== Record set ==
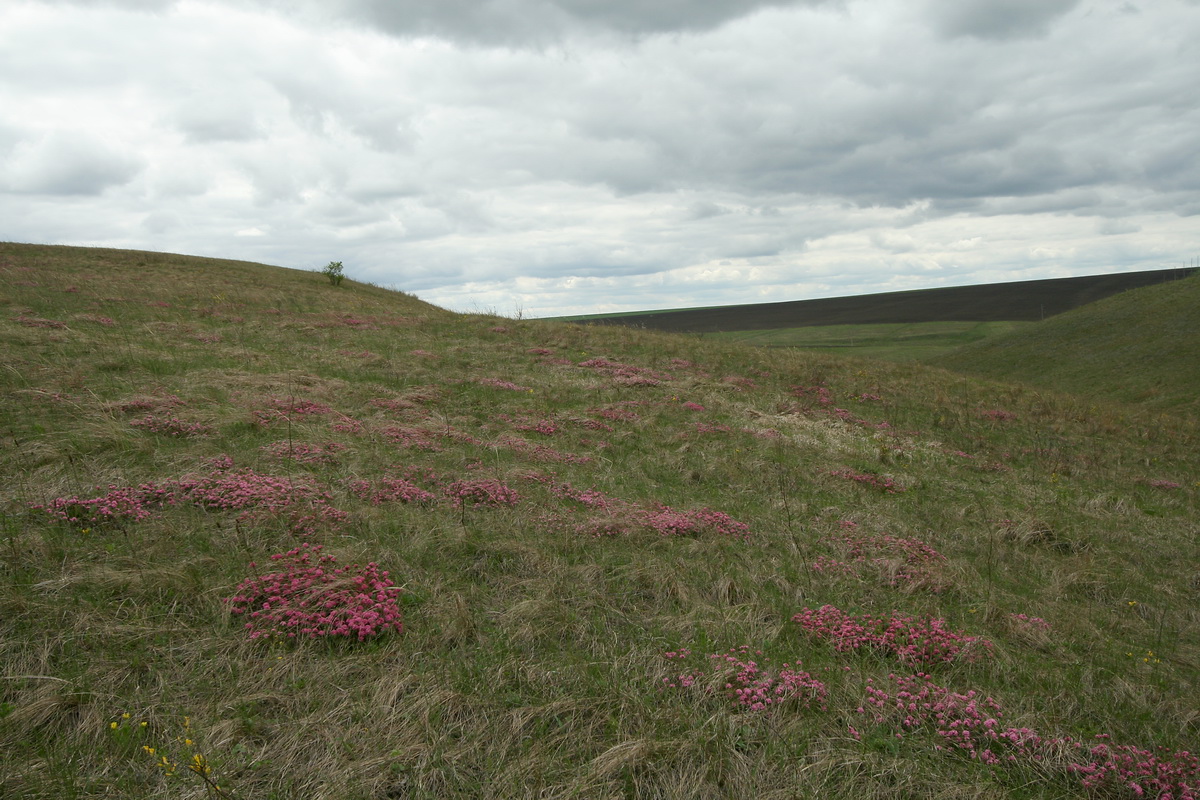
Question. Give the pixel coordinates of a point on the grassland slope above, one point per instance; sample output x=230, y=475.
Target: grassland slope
x=267, y=537
x=1014, y=301
x=1137, y=347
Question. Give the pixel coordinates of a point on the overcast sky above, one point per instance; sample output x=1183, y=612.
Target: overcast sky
x=570, y=156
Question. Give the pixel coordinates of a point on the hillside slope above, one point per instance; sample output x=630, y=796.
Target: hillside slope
x=1015, y=301
x=267, y=537
x=1137, y=347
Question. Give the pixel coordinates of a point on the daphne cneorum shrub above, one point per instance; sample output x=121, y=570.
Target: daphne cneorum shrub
x=317, y=599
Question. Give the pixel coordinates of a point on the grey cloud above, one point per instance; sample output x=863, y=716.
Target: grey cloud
x=1117, y=227
x=706, y=210
x=989, y=19
x=66, y=163
x=540, y=22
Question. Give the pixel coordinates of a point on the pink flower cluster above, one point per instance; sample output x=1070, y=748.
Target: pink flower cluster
x=751, y=685
x=967, y=721
x=739, y=382
x=412, y=437
x=316, y=600
x=621, y=413
x=821, y=395
x=299, y=407
x=390, y=489
x=252, y=494
x=171, y=426
x=883, y=483
x=916, y=641
x=621, y=515
x=1030, y=623
x=496, y=383
x=283, y=409
x=672, y=522
x=107, y=322
x=545, y=427
x=39, y=322
x=543, y=452
x=627, y=374
x=975, y=723
x=901, y=560
x=119, y=505
x=151, y=402
x=304, y=453
x=487, y=492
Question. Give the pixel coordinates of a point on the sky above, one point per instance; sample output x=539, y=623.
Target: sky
x=549, y=157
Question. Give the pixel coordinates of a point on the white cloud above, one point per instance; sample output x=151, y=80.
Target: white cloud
x=569, y=155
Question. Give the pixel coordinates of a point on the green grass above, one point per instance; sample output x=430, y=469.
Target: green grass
x=532, y=662
x=1138, y=347
x=891, y=342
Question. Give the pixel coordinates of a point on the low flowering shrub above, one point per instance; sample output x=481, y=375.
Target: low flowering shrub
x=627, y=374
x=899, y=561
x=819, y=395
x=739, y=382
x=390, y=489
x=39, y=322
x=117, y=506
x=621, y=413
x=171, y=426
x=257, y=497
x=672, y=522
x=496, y=383
x=915, y=641
x=304, y=453
x=969, y=721
x=150, y=403
x=347, y=425
x=107, y=322
x=751, y=685
x=487, y=492
x=283, y=409
x=883, y=483
x=533, y=425
x=307, y=599
x=973, y=723
x=412, y=437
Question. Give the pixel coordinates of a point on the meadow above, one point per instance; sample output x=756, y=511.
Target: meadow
x=264, y=536
x=887, y=341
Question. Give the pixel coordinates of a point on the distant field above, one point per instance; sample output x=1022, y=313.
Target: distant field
x=1020, y=301
x=1139, y=347
x=892, y=342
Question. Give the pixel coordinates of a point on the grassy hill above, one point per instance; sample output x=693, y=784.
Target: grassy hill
x=993, y=302
x=267, y=537
x=1138, y=347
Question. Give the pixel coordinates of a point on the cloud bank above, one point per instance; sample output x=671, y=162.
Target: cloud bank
x=575, y=156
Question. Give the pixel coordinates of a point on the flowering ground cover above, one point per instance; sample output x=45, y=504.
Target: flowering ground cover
x=417, y=554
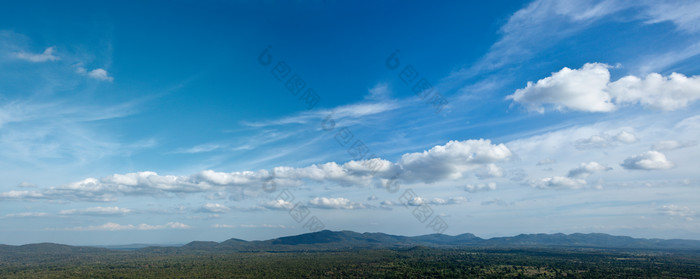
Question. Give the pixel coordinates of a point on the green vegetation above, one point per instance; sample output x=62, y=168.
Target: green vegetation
x=416, y=262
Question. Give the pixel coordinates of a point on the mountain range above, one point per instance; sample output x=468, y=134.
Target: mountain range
x=327, y=240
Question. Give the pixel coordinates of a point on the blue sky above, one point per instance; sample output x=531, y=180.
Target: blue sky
x=165, y=122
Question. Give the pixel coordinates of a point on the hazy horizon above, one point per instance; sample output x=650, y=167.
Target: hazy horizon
x=169, y=122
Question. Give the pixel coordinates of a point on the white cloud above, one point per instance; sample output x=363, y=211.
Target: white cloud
x=451, y=160
x=97, y=211
x=656, y=91
x=100, y=74
x=214, y=208
x=278, y=205
x=578, y=89
x=142, y=227
x=558, y=182
x=473, y=188
x=26, y=185
x=47, y=55
x=589, y=89
x=449, y=201
x=335, y=203
x=586, y=169
x=672, y=145
x=604, y=140
x=650, y=160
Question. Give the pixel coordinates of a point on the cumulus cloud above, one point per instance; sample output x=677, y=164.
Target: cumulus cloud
x=589, y=89
x=47, y=55
x=586, y=169
x=97, y=211
x=558, y=182
x=335, y=203
x=129, y=227
x=650, y=160
x=672, y=145
x=449, y=201
x=473, y=188
x=26, y=185
x=278, y=205
x=214, y=208
x=98, y=74
x=451, y=160
x=575, y=89
x=656, y=91
x=442, y=162
x=604, y=140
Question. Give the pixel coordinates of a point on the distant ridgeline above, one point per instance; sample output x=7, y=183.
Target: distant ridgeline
x=343, y=240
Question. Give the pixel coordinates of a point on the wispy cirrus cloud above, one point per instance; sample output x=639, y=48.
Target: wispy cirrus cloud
x=442, y=162
x=129, y=227
x=47, y=55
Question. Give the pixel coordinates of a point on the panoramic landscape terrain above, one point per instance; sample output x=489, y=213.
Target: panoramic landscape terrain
x=350, y=139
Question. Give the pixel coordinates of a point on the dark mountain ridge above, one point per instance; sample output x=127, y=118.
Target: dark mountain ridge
x=344, y=240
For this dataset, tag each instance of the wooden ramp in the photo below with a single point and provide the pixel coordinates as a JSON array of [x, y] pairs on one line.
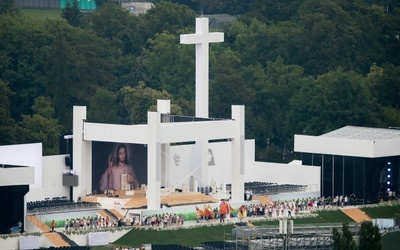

== Aim of the task ==
Copy each line of the records above that contains the string "range". Case counts.

== Response ==
Question. Give the pixel coordinates of a point on the mountain range above, one point per instance; sample output x=468, y=134.
Target: mountain range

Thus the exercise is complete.